[Bounding-box records]

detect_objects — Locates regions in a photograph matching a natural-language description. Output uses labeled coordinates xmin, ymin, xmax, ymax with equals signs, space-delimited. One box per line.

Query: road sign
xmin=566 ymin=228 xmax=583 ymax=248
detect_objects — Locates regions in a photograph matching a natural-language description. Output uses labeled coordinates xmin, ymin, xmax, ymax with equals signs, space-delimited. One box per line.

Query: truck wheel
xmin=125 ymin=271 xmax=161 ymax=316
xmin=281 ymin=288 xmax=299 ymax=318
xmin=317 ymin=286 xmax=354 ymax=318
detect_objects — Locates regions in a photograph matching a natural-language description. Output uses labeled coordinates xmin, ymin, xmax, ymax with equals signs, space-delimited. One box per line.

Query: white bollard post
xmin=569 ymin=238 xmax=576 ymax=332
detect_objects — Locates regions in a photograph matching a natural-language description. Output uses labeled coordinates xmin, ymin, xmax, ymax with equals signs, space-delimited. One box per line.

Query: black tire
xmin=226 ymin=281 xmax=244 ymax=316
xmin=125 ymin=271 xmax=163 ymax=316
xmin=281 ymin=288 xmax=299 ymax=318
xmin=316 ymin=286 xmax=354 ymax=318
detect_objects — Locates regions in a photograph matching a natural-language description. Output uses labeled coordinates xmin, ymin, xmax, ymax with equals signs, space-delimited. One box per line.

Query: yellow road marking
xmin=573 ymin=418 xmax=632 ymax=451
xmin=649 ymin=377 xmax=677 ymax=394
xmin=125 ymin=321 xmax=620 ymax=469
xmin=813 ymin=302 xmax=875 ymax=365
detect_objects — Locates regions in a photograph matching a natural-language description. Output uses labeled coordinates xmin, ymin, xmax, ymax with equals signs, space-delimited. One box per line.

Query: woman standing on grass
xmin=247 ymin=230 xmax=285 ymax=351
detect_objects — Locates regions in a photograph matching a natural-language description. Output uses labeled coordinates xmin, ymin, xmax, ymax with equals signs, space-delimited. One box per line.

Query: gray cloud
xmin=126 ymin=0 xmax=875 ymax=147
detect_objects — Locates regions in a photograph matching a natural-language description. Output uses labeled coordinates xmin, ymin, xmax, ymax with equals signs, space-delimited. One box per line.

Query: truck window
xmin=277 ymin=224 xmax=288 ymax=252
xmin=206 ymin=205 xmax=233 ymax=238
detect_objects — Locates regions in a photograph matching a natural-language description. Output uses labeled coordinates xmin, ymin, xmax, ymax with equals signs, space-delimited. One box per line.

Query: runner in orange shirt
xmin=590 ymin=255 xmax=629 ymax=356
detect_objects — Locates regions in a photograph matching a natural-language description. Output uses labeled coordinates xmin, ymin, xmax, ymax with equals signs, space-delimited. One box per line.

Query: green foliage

BRIEF:
Retype every line of the material above with no changes.

TASK RESULT:
detect_objects — Locates regions in a photograph matching a natural-language description. Output uses labeled coordinates xmin, ymin, xmax, ymax with equals signs, space-delimited. One box per line.

Query: road sign
xmin=566 ymin=228 xmax=583 ymax=248
detect_objects — Locates regions in a photograph matching a natural-language description. Output uses labeled coordinates xmin, ymin, xmax, ymax with equals signs, space-delimited. One box per line.

Query: truck wheel
xmin=125 ymin=271 xmax=161 ymax=316
xmin=281 ymin=288 xmax=299 ymax=318
xmin=317 ymin=286 xmax=354 ymax=318
detect_objects — Locates regions in a photograph matching a natural-language description. Output uses labeled coordinates xmin, ymin, xmax, ymax with equals signs, space-delimited. One box per line.

Query: white bollard post
xmin=569 ymin=238 xmax=576 ymax=332
detect_objects — Locates regions in a photograph matching a natural-language description. Output uses labeled coordinates xmin, ymin, xmax, ymax with equals signs, space-delimited. One box per line.

Query: black tire
xmin=226 ymin=281 xmax=244 ymax=316
xmin=125 ymin=271 xmax=163 ymax=316
xmin=281 ymin=288 xmax=299 ymax=318
xmin=316 ymin=286 xmax=354 ymax=318
detect_objects — Locates regions in a photograph matching a natural-language description. Output uses labeled coordinates xmin, ymin, xmax, ymax with equals signs, space-delimited. One box per line.

Query: yellow road marking
xmin=573 ymin=418 xmax=632 ymax=451
xmin=649 ymin=377 xmax=677 ymax=394
xmin=125 ymin=321 xmax=620 ymax=469
xmin=813 ymin=302 xmax=875 ymax=365
detect_objects — Locates regions in a photograph matching a natural-language description. Output uses labeled coordinates xmin, ymin, xmax, ymax with equals signs, space-delimited. One box per line.

Query: woman standing on grass
xmin=247 ymin=230 xmax=285 ymax=351
detect_objects — Locates regions in a photograph matching a natural-language description. Output uses labeled coordinates xmin, ymin, xmax, ymax with equals signs, space-delimited. One box per line.

Query: gray cloud
xmin=126 ymin=0 xmax=875 ymax=147
detect_objects — Locates regions in a photograph matching a natural-language description. Output uses labeled coordinates xmin, ymin, xmax, ymax with equals signs, space-delimited. One box per line.

Query: truck window
xmin=277 ymin=224 xmax=288 ymax=252
xmin=206 ymin=205 xmax=233 ymax=238
detect_objects — Locates regions in a photograph matching a natural-language description. Output uses labeled coordinates xmin, ymin, xmax, ymax with equals signs, space-delimited. One box per line.

Query: runner in orange shirt
xmin=590 ymin=255 xmax=629 ymax=356
detect_objects — Locates regions in a photograph matching a natural-language description. Output uses labeled coordinates xmin, ymin, xmax, ymax with equals signs, space-delimited. One box per line.

Query: green foliage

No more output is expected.